- ABOUT THIS TASK
All records below are to be set down exactly, each character intact.
Top of DATA EXTRACTS
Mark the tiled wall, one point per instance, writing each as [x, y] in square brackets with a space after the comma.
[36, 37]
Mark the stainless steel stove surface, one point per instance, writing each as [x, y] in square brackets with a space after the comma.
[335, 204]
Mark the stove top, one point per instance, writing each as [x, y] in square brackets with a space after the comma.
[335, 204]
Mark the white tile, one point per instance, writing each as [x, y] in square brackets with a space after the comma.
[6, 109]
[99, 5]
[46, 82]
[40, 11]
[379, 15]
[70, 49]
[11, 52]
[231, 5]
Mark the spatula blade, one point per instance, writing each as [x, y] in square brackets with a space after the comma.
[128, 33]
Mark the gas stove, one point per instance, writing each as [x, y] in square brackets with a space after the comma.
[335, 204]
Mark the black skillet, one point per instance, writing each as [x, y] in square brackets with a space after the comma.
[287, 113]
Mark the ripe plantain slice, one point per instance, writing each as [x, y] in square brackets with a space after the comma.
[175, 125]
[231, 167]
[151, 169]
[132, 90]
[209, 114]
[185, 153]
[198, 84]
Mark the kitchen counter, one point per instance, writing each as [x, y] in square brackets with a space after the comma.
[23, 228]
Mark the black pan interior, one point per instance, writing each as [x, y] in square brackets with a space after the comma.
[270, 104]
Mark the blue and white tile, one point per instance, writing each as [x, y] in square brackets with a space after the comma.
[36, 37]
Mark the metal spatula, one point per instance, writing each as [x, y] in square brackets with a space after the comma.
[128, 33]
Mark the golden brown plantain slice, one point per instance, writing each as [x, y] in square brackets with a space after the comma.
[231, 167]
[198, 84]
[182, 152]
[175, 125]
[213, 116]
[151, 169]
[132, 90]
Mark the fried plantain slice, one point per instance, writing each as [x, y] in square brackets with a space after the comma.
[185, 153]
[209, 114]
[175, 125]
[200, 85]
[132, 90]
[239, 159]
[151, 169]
Bottom of DATA EXTRACTS
- ANSWER BELOW
Mark the tiled wall, one point per instance, writing each as [x, y] in square brackets with a space after the comma.
[36, 37]
Mark the stainless steel stove surface, one point per instance, writing each as [x, y] in square brackets with a space after the comma.
[335, 204]
Mark the stove top, one point per instance, writing each as [x, y] in square brackets with a space after the comma.
[335, 204]
Mark the white tile, one point per instance, writing each as [x, y] in square brackets with a space after the comma.
[6, 109]
[99, 5]
[46, 82]
[40, 11]
[379, 15]
[70, 49]
[11, 52]
[231, 5]
Mark the spatula blade, one point per instance, writing each as [x, y] in square brackets with a space after the comma.
[128, 33]
Mark the gas stove, one point per instance, writing each as [x, y] in square brackets with a space after the comma.
[335, 204]
Mark the black skillet, one point per instance, writing each as [x, y] in square brackets with a space after the comma.
[287, 113]
Mark the ripe plantain slice, one point per instance, writing each as [x, y] in square brackets with a space after the comma.
[175, 125]
[231, 167]
[151, 169]
[132, 90]
[209, 114]
[185, 153]
[198, 84]
Mark the kitchen counter, one point per instance, writing each as [x, y] in square brackets with a space after the comma.
[23, 228]
Mark the black pan interior, one point per instance, writing each as [x, y] in square brackets with a space after the comma.
[270, 104]
Mark the blue and white tile, one point per instance, writing each as [x, y] in square brackets with a space after the comma.
[36, 37]
Mark the metal spatula, one point per instance, writing each as [x, y] in square brackets with a space after the comma.
[128, 33]
Mark the golden brown plantain slice, one point per instance, writing each as [x, y] in square brackets with a space after the comma.
[231, 167]
[198, 84]
[182, 152]
[175, 125]
[213, 116]
[151, 169]
[132, 90]
Mark the fried plantain slice, one point per instance, writing each as [x, y] in square brackets with a space after the comma.
[185, 153]
[209, 114]
[175, 125]
[200, 85]
[132, 90]
[239, 159]
[151, 169]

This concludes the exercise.